Stated task.
Leave out the pictures and transcribe the rest of the records exactly.

Dataset records.

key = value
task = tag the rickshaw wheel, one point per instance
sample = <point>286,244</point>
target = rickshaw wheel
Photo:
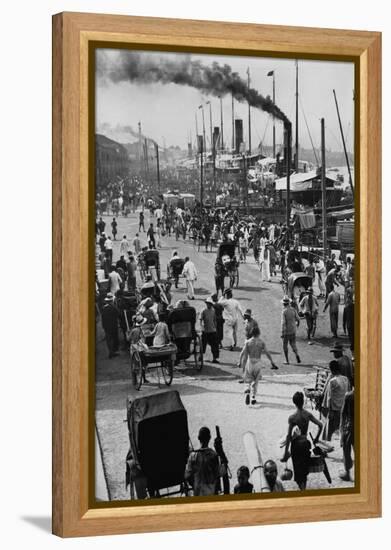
<point>167,368</point>
<point>136,369</point>
<point>198,355</point>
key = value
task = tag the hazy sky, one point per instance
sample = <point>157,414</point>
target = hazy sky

Answer to the exercise.
key = value
task = tag the rickshaw wheel, one point per instance
sample = <point>286,244</point>
target = rickshaw wheel
Photo:
<point>167,368</point>
<point>136,369</point>
<point>198,355</point>
key = value
task = tag the hazy sky, one point per instance
sample = <point>157,414</point>
target = hazy sky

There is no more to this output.